>> start

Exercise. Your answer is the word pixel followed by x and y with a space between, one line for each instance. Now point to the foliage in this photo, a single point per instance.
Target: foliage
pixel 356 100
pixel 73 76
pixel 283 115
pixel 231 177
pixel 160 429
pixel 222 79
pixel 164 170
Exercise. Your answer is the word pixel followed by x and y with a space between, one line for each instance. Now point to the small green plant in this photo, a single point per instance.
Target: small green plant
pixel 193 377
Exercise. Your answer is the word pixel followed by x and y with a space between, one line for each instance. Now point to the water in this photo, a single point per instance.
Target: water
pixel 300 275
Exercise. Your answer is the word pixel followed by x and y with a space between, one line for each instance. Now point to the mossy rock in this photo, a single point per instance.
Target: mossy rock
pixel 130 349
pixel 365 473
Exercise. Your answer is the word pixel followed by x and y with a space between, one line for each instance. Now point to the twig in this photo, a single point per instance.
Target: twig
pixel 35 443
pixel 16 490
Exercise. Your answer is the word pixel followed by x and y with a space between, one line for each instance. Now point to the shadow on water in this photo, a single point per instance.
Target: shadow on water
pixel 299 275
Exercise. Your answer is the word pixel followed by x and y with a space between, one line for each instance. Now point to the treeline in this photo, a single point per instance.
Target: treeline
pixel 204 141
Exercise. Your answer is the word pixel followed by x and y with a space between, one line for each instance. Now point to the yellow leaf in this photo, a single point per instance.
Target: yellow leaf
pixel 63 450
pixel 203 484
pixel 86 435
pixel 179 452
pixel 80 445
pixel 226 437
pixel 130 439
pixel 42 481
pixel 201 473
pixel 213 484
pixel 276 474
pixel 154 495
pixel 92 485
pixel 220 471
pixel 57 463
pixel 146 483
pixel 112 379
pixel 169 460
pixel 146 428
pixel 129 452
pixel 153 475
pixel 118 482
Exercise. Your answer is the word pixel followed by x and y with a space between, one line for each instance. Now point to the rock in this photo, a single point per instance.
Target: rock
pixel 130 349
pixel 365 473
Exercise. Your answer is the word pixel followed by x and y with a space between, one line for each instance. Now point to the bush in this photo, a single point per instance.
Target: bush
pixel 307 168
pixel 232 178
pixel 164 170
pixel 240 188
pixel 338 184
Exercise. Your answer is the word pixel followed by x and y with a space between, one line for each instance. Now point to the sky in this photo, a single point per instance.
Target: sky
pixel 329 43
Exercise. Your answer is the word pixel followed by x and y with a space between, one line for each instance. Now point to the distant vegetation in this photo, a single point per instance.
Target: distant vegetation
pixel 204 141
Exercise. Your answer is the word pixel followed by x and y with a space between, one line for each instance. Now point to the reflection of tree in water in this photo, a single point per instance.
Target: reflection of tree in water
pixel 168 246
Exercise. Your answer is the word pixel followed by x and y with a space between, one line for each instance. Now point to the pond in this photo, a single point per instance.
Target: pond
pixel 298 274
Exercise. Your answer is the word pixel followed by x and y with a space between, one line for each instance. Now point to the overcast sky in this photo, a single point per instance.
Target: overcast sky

>> end

Given instruction:
Turn the part of the records from the line containing "to the overcast" through the end of the records into a Markdown table with the columns Row and Line, one row per line and blank lines left out.

Written response:
| Row | Line |
|---|---|
| 1 | Exercise. Your answer is the word pixel followed by x and y with a space between, one line for each instance. Now point to the overcast sky in this photo, a single point per instance. |
| 2 | Target: overcast sky |